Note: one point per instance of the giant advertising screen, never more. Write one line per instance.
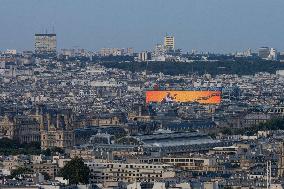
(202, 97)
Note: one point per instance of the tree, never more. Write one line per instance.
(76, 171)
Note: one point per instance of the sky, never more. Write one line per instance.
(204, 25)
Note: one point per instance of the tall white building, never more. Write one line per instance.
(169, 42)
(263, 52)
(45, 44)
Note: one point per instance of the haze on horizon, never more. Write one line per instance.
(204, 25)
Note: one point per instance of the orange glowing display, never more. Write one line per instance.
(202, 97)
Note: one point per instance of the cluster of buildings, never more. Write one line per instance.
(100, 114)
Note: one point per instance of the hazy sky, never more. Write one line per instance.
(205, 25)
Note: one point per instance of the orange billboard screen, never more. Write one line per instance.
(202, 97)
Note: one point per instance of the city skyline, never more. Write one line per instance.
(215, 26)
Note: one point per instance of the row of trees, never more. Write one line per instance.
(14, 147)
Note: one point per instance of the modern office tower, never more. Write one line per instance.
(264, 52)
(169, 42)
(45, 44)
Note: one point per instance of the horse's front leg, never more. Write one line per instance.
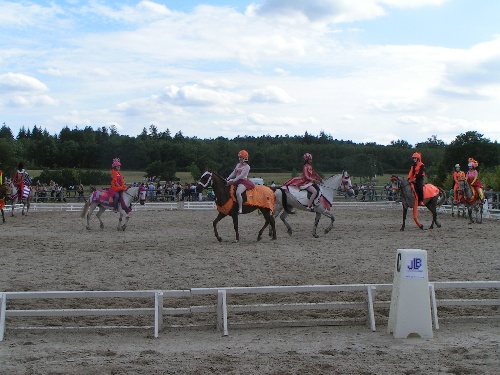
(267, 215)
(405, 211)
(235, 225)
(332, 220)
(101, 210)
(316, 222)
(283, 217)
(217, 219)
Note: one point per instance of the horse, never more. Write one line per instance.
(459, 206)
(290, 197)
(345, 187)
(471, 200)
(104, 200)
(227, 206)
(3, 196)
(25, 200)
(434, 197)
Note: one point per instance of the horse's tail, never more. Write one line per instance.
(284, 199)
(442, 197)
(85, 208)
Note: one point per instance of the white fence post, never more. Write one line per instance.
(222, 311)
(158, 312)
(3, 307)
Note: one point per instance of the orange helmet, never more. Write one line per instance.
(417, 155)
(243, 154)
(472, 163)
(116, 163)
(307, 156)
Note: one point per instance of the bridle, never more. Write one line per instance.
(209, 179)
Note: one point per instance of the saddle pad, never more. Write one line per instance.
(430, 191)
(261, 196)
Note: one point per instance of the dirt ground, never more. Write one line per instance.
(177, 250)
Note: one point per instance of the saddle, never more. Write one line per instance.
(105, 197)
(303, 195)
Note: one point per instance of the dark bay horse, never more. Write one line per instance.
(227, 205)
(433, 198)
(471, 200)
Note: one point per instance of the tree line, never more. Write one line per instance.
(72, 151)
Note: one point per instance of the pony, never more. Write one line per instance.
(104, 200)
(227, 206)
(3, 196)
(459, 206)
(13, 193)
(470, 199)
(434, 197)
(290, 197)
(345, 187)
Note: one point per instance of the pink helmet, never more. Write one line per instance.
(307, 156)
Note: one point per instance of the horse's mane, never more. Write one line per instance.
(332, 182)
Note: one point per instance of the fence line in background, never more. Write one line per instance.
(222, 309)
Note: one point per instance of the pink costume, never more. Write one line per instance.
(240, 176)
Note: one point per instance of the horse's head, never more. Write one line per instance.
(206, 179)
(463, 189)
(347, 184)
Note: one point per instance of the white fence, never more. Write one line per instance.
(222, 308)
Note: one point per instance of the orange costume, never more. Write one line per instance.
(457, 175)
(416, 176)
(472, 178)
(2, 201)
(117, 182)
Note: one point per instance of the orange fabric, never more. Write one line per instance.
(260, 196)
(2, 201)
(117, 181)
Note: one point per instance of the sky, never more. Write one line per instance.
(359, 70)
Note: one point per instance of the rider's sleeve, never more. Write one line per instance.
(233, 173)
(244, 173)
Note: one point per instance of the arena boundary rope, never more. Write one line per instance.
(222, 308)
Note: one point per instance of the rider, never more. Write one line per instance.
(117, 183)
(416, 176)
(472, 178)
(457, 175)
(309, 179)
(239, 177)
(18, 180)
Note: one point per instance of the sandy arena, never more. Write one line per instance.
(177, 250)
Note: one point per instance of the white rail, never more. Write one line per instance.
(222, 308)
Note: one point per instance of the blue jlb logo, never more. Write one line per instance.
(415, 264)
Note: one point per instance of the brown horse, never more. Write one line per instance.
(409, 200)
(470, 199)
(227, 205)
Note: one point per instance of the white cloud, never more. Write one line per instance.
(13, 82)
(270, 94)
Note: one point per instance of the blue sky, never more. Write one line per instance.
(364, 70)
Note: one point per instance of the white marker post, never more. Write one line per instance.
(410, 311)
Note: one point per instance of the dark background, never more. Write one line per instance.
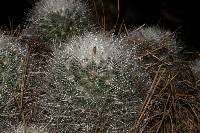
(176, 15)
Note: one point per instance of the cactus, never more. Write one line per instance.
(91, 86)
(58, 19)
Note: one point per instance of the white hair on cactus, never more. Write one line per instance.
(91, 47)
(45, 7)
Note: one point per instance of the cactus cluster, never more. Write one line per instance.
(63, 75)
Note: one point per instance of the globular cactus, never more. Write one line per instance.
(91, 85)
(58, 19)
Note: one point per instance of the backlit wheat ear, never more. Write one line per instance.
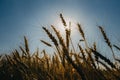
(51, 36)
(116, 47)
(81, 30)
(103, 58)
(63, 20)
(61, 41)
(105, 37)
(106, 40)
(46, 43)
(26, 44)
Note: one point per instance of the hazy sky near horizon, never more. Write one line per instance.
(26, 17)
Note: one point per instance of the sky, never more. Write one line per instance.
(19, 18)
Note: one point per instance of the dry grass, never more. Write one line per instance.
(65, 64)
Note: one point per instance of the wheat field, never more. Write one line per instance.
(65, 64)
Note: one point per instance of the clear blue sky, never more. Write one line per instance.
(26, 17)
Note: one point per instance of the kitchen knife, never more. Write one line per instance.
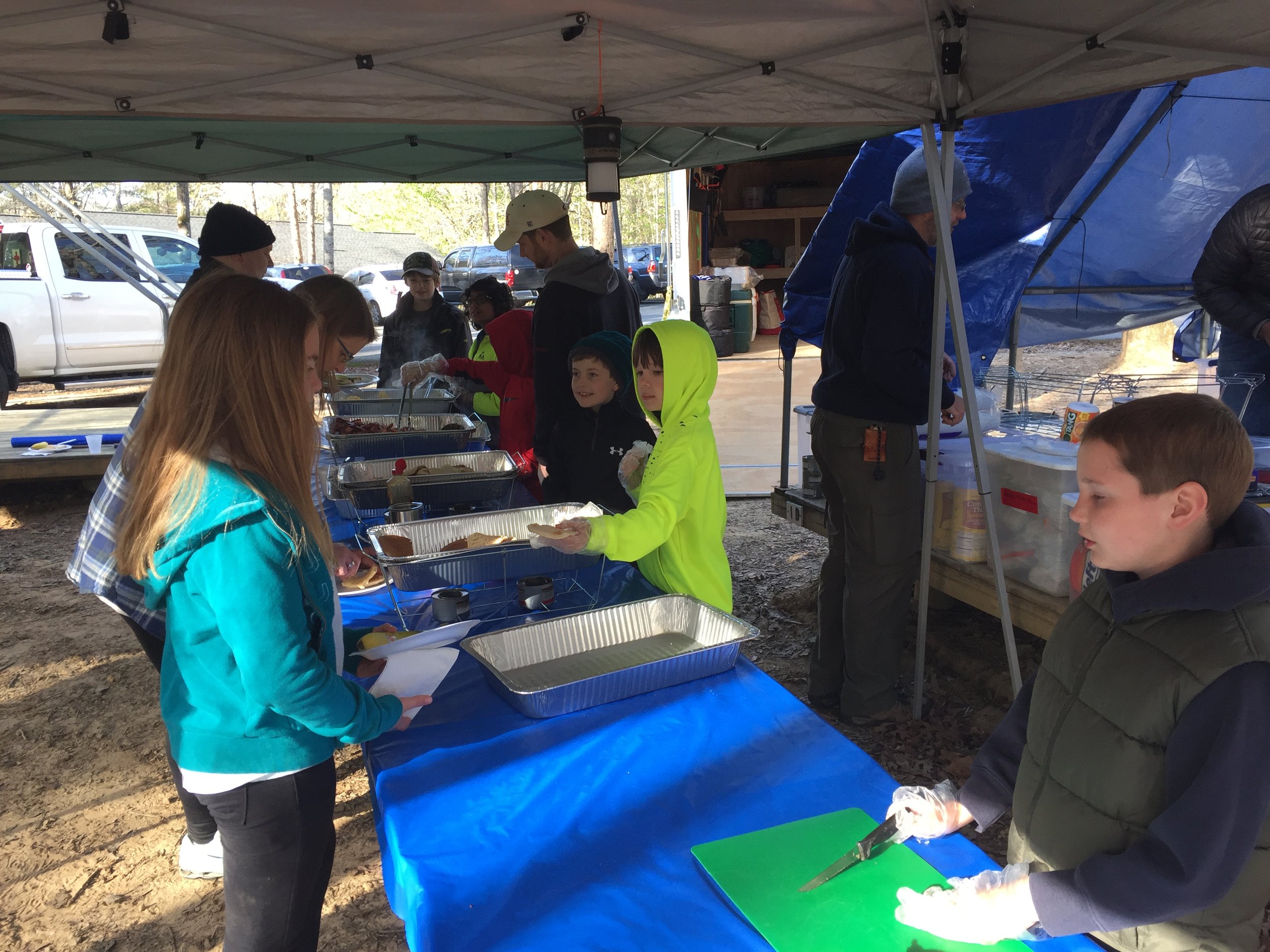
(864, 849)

○ ○ ○ ○ ○

_WHAT IS BEING ASKED_
Copy everything from the row containing "Note: one point per instance of the hazy sky near" down to the last of the rows above, both ends included, without changing a word. Leave the pictures out of your copy.

_TASK SOLUTION_
Note: one point per instance of the hazy sky near horizon, never more. Write one line per instance.
(26, 17)
Note: one point per instance of the sky, never more. Write one line per instance.
(19, 18)
Note: one point per instance of the dry grass, never more. Write one line per instance.
(65, 64)
Note: one point per instance of the wheat field, never more. Write one line per instance.
(65, 64)
Note: one point per instance of the clear blue sky, never more. Write one line per instance.
(26, 17)
Note: one point per instance of the kitchen knife, never more. Write one line per instance.
(864, 849)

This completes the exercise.